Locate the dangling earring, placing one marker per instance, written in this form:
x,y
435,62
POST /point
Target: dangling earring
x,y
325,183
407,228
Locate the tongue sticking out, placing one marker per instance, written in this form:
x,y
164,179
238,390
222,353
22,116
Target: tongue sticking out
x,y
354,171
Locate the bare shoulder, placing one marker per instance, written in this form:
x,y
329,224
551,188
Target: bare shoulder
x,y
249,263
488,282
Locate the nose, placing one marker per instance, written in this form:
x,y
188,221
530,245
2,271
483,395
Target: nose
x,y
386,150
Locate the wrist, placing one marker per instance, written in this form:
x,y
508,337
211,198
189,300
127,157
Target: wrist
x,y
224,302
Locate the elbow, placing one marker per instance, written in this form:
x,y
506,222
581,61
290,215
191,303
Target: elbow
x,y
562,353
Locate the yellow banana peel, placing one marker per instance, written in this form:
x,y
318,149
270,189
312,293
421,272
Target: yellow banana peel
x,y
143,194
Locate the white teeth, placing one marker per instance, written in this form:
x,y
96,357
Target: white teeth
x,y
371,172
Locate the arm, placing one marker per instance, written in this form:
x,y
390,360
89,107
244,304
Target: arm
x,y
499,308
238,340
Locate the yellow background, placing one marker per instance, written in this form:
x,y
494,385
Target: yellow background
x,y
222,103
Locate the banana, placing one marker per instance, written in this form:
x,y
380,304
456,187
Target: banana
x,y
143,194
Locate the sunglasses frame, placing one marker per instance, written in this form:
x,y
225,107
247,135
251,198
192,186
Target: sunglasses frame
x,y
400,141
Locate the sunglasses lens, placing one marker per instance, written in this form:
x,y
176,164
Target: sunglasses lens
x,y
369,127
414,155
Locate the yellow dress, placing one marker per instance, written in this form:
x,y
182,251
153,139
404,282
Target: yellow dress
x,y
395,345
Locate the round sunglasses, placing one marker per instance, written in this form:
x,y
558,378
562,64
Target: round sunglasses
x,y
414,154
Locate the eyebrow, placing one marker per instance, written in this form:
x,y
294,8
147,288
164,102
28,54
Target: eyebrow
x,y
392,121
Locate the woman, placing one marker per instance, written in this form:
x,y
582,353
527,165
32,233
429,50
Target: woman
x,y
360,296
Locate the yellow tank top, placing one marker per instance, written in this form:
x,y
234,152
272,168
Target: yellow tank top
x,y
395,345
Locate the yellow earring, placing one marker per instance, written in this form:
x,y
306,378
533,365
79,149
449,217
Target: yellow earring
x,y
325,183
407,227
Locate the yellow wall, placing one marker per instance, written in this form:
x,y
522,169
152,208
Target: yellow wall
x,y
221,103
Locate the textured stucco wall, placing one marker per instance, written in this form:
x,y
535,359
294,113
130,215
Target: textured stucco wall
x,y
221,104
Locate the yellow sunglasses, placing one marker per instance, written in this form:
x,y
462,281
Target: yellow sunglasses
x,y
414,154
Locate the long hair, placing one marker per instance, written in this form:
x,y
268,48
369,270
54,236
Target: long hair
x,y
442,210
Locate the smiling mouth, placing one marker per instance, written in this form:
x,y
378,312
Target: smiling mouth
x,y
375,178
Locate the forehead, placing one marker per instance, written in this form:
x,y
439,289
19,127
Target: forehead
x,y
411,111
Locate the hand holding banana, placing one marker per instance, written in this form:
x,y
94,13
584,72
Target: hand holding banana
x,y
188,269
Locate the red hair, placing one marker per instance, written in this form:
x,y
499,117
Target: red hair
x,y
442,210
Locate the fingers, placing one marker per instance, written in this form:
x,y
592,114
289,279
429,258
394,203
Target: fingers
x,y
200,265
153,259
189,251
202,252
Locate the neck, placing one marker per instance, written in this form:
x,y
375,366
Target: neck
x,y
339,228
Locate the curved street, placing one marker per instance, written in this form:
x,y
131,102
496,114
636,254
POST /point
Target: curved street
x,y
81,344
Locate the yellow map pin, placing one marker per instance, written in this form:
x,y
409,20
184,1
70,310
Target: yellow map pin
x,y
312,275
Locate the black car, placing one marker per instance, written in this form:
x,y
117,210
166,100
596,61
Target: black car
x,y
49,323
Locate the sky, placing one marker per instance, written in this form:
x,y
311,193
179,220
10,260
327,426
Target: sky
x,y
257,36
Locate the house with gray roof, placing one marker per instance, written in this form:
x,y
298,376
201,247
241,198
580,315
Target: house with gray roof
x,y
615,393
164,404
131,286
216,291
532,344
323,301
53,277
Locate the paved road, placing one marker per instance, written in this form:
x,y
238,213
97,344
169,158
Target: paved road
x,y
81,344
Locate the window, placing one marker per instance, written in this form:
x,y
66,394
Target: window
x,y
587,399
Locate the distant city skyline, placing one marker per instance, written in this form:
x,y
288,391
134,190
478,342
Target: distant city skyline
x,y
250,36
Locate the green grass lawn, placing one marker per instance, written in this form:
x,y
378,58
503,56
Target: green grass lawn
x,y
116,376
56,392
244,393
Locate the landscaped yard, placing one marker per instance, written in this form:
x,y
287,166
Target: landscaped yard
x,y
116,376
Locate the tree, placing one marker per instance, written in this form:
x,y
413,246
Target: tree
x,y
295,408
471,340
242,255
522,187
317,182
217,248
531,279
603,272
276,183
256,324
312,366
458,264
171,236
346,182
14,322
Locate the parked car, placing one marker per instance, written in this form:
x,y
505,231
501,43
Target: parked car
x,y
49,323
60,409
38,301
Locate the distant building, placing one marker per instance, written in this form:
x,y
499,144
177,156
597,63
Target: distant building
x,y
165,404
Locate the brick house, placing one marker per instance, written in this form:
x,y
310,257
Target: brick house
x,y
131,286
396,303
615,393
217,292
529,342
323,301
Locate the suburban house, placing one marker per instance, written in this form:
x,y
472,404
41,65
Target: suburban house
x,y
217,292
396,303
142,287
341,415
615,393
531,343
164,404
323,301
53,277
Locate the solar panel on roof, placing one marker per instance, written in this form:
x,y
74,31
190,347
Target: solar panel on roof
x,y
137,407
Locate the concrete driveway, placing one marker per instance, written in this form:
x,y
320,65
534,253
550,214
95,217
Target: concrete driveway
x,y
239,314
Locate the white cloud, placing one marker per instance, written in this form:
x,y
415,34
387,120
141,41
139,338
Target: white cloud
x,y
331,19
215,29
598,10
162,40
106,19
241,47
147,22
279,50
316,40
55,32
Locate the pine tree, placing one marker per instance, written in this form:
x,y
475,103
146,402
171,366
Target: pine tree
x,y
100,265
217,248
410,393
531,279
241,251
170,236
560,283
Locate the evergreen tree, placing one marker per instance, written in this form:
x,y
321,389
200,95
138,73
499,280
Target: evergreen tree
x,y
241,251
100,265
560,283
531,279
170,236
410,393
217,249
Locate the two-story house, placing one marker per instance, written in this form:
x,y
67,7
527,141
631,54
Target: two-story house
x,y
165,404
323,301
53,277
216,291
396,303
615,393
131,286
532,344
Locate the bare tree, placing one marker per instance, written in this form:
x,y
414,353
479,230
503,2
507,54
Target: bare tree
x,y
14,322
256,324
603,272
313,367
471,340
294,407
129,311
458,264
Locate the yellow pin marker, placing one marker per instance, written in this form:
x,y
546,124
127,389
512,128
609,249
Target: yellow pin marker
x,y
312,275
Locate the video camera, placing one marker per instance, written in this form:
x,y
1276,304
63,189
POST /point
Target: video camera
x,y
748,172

* * *

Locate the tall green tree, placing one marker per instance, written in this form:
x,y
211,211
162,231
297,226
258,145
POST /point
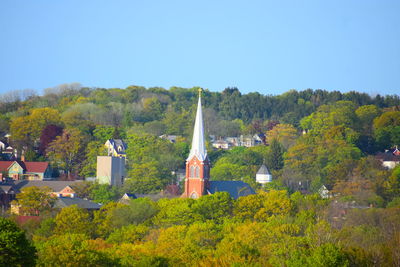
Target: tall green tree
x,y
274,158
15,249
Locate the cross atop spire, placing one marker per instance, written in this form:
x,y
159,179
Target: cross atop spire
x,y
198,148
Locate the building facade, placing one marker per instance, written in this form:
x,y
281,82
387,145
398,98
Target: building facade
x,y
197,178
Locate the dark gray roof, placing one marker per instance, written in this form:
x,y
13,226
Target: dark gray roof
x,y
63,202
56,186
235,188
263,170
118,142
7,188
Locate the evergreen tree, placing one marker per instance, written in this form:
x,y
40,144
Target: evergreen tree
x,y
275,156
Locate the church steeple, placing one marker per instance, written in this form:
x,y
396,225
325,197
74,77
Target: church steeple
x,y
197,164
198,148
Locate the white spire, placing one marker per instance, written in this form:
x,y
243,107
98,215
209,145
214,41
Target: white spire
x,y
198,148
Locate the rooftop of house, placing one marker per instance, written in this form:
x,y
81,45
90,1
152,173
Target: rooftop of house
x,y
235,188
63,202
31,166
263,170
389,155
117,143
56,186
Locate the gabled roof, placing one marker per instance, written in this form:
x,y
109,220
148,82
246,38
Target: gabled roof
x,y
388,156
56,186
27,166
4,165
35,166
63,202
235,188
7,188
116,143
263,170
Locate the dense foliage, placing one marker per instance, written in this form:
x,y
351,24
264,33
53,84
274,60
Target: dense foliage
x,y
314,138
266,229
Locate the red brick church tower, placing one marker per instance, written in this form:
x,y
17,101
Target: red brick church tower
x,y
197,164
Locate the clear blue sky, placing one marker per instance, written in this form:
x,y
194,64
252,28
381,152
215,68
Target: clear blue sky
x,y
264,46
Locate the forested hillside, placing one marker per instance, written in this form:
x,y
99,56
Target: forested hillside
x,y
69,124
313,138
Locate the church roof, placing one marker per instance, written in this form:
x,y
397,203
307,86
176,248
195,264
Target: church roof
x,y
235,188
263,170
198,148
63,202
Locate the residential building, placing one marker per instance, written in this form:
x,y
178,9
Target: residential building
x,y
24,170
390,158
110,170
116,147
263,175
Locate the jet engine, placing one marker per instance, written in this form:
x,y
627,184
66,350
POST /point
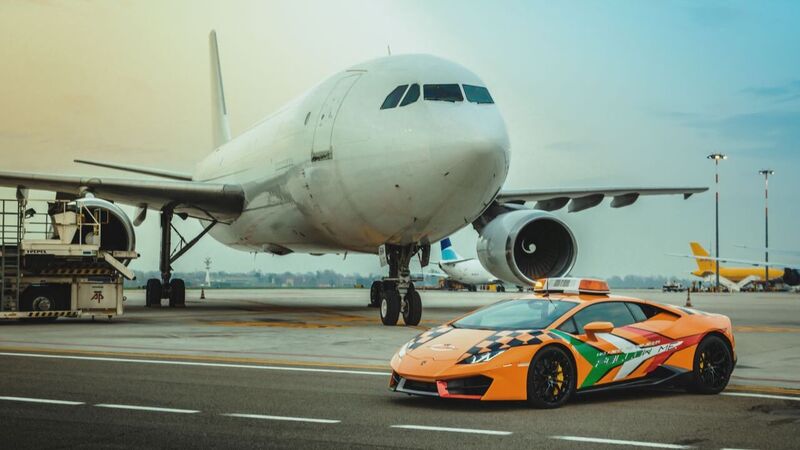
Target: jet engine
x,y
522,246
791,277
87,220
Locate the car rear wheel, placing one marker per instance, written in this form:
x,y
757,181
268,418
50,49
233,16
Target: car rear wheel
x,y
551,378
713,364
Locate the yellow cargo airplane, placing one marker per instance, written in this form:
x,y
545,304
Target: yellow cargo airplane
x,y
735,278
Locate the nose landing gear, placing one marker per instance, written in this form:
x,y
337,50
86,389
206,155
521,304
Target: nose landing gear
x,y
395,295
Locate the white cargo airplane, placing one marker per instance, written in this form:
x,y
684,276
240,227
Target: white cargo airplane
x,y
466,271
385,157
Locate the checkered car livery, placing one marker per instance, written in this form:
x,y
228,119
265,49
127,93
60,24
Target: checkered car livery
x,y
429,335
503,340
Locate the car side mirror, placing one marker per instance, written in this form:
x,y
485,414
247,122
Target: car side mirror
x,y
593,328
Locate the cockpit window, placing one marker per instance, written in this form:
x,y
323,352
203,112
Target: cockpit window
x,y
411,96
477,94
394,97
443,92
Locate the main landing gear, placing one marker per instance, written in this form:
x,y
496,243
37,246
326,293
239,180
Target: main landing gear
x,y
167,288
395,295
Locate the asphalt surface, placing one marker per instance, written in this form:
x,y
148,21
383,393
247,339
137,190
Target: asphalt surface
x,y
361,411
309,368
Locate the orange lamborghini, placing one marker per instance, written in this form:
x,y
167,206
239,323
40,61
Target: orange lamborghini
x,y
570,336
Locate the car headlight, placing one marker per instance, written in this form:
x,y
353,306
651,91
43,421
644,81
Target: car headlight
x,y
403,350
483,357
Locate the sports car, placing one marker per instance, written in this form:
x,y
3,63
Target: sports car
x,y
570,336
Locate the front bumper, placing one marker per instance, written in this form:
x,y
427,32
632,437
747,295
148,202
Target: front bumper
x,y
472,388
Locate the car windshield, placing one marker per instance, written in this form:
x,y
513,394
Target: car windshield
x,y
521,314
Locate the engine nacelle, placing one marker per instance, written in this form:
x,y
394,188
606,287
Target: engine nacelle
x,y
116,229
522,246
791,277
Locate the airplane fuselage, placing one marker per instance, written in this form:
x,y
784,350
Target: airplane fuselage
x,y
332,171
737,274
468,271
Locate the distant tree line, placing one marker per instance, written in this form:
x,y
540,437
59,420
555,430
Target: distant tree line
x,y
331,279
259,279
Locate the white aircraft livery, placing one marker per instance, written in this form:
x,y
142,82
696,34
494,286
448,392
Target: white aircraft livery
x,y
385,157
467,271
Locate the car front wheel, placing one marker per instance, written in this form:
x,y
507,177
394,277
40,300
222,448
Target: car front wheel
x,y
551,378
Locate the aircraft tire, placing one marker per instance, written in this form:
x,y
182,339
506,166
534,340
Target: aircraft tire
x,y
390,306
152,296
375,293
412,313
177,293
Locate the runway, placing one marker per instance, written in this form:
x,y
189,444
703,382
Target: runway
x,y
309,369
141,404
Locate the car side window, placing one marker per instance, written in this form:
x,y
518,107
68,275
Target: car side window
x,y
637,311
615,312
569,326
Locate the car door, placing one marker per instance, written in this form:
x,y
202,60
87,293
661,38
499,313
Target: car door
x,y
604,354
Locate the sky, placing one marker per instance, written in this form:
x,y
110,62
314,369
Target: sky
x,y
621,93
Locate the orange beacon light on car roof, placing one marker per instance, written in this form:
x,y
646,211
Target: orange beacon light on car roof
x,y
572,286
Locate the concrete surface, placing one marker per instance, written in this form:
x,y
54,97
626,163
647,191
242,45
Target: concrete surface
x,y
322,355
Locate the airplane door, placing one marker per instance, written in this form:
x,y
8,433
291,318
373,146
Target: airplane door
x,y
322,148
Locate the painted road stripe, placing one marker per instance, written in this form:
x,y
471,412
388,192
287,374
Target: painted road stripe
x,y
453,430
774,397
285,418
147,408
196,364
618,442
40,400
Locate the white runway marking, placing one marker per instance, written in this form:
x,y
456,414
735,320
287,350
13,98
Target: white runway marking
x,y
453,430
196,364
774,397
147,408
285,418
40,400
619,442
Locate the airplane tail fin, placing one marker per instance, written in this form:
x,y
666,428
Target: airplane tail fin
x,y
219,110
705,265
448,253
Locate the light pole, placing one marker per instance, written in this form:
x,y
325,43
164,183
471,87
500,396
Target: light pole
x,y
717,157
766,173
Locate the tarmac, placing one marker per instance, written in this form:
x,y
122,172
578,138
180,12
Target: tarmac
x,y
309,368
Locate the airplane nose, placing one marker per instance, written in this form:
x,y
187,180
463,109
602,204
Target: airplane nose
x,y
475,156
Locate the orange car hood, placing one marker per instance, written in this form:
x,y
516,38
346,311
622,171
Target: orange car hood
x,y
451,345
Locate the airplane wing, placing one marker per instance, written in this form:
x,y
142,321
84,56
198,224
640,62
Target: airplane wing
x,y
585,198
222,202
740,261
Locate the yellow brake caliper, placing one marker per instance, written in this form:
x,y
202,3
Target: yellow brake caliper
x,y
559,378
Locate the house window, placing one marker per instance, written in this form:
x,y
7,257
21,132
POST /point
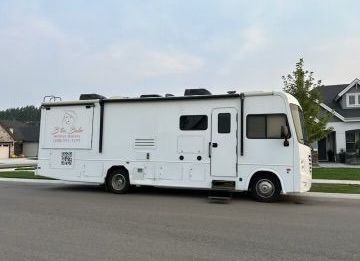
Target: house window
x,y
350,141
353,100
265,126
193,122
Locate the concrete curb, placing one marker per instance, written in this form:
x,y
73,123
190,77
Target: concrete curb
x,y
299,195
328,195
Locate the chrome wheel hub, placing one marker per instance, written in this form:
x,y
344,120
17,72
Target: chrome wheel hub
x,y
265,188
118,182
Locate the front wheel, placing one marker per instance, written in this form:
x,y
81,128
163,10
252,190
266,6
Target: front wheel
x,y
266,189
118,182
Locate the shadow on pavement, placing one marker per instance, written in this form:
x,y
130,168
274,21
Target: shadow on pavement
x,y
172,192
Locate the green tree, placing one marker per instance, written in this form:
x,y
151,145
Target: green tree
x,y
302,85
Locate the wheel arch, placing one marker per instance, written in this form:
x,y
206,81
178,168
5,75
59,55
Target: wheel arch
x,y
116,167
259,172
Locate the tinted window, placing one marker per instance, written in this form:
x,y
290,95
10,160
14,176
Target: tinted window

---

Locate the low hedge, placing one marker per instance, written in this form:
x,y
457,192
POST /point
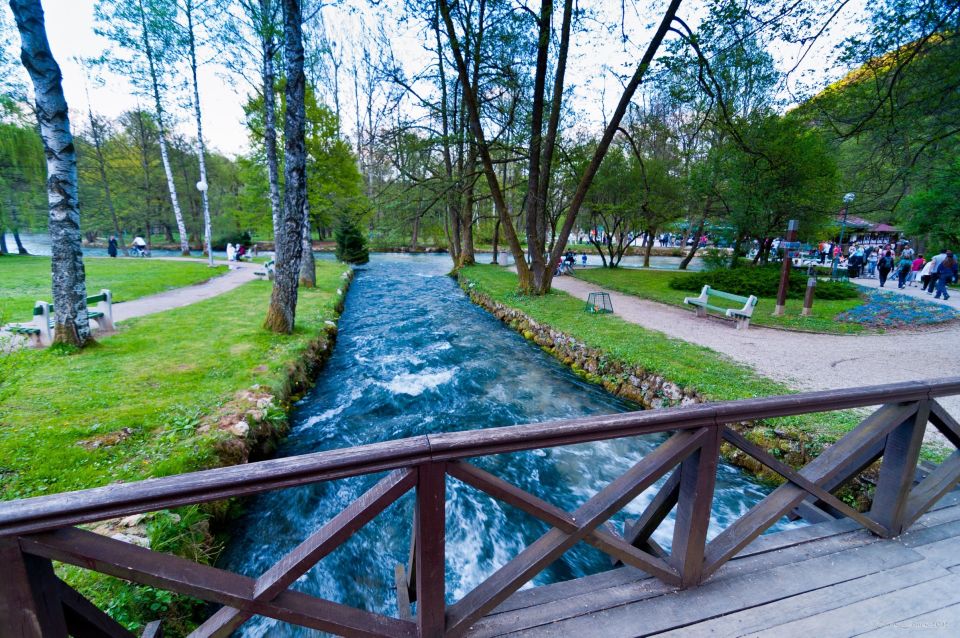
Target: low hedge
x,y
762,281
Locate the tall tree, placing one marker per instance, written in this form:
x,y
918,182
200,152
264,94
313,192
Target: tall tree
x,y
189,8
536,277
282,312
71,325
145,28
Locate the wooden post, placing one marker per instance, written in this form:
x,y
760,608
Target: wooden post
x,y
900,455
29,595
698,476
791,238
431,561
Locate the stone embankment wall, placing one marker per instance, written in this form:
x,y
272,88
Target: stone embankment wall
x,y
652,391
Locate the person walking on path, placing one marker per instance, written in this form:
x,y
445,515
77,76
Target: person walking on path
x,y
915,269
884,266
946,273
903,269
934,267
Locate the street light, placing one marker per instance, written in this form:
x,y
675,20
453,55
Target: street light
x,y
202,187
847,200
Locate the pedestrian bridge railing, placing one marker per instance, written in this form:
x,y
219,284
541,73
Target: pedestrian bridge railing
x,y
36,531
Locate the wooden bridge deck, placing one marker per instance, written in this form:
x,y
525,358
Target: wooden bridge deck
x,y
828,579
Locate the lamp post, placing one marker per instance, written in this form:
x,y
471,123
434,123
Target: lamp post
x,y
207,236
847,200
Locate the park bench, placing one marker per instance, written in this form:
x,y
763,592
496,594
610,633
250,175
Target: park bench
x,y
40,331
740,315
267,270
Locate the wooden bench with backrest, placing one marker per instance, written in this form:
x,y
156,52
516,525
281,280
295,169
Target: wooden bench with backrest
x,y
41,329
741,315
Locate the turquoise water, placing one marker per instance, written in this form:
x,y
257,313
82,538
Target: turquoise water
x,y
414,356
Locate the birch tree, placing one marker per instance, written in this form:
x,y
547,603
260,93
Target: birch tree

## What is needed
Check each line of the entries above for the word "tinted". List the ones that have it.

## Reply
Locate the tinted window, placing one marker per instance, written in this form:
Target: tinted window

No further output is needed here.